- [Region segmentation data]
▶
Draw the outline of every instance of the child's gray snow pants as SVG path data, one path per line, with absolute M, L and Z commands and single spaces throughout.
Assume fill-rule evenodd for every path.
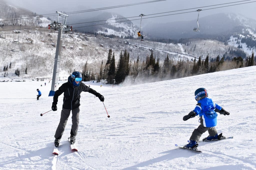
M 56 139 L 60 139 L 61 138 L 63 132 L 64 132 L 65 127 L 71 111 L 71 110 L 70 109 L 62 108 L 60 115 L 60 120 L 58 127 L 56 130 L 55 135 L 54 135 Z M 77 130 L 78 129 L 80 109 L 78 107 L 72 109 L 72 126 L 71 127 L 71 131 L 70 134 L 72 136 L 76 136 L 77 134 Z
M 195 129 L 192 133 L 189 140 L 193 140 L 198 142 L 199 141 L 200 137 L 203 133 L 208 130 L 209 135 L 210 136 L 215 136 L 218 134 L 217 130 L 214 127 L 207 127 L 204 126 L 203 123 L 202 119 L 201 117 L 200 117 L 200 122 L 201 124 L 197 128 Z

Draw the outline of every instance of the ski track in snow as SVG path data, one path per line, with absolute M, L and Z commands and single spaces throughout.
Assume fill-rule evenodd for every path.
M 110 117 L 97 98 L 82 93 L 78 151 L 71 151 L 67 140 L 70 116 L 57 156 L 52 153 L 63 95 L 57 111 L 40 116 L 51 109 L 49 84 L 1 82 L 0 95 L 6 99 L 0 99 L 0 169 L 255 169 L 255 71 L 254 66 L 113 88 L 85 82 L 104 96 Z M 198 118 L 182 117 L 194 108 L 194 93 L 201 87 L 230 112 L 218 114 L 216 128 L 234 138 L 200 142 L 198 153 L 174 145 L 187 143 L 199 125 Z M 38 88 L 42 94 L 39 101 Z

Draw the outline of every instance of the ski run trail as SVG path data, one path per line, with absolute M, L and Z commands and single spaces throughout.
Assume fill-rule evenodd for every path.
M 41 116 L 51 109 L 51 81 L 1 82 L 0 169 L 256 169 L 255 73 L 254 66 L 113 88 L 84 82 L 104 96 L 110 117 L 98 98 L 82 93 L 78 151 L 70 151 L 67 140 L 70 115 L 57 156 L 52 153 L 63 95 L 58 110 Z M 200 142 L 198 153 L 175 145 L 187 143 L 199 125 L 197 117 L 182 118 L 194 108 L 194 92 L 201 87 L 230 112 L 218 113 L 216 127 L 234 138 Z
◀
- [Exercise] Copy out every line of the material above word for word, leaving out the pictures.

- [Answer to this exercise]
Draw the outline of every instance of the child's gray snow pants as SVG path data, one path per line, with absolute M, L and Z commands and single spaces throughout.
Assume fill-rule evenodd for every path.
M 56 139 L 60 139 L 61 138 L 63 132 L 64 132 L 65 127 L 71 111 L 71 110 L 70 109 L 62 108 L 60 115 L 60 120 L 58 127 L 56 130 L 55 135 L 54 135 Z M 77 130 L 78 129 L 80 109 L 78 107 L 72 109 L 72 126 L 71 127 L 71 131 L 70 134 L 72 136 L 76 136 L 77 134 Z
M 195 129 L 192 133 L 189 140 L 193 140 L 198 142 L 199 141 L 200 137 L 203 133 L 208 130 L 209 135 L 210 136 L 215 136 L 218 134 L 217 130 L 214 127 L 207 127 L 204 126 L 203 123 L 202 119 L 201 117 L 200 117 L 200 122 L 201 124 L 197 128 Z

Draw the outline of every instance of the ski track in snow as SVG path data, one path per line, with absolute M, L and Z commands and single spaces throughout.
Assume fill-rule evenodd for every path.
M 110 117 L 97 98 L 82 93 L 78 151 L 71 151 L 67 140 L 70 116 L 57 156 L 52 153 L 63 95 L 57 111 L 40 116 L 51 109 L 49 84 L 1 82 L 0 95 L 6 99 L 0 99 L 0 169 L 255 169 L 255 71 L 254 66 L 113 88 L 85 82 L 104 96 Z M 198 118 L 182 117 L 194 108 L 194 93 L 201 87 L 230 112 L 218 114 L 216 128 L 234 138 L 200 142 L 198 153 L 174 145 L 187 143 L 199 125 Z M 38 88 L 42 94 L 39 101 Z

Draw the outline of every instance of the ski run trail as SVG path data, one path per line, with absolute M, L and Z commands and single spaces throughout.
Assume fill-rule evenodd for every path.
M 41 116 L 51 109 L 51 81 L 1 82 L 0 169 L 256 169 L 255 73 L 254 66 L 113 88 L 84 82 L 104 96 L 110 117 L 98 98 L 82 93 L 78 151 L 70 151 L 67 140 L 70 115 L 57 156 L 52 153 L 63 95 L 58 110 Z M 200 142 L 198 153 L 175 145 L 187 143 L 199 125 L 197 117 L 182 118 L 194 108 L 194 92 L 201 87 L 230 112 L 218 113 L 216 127 L 234 138 Z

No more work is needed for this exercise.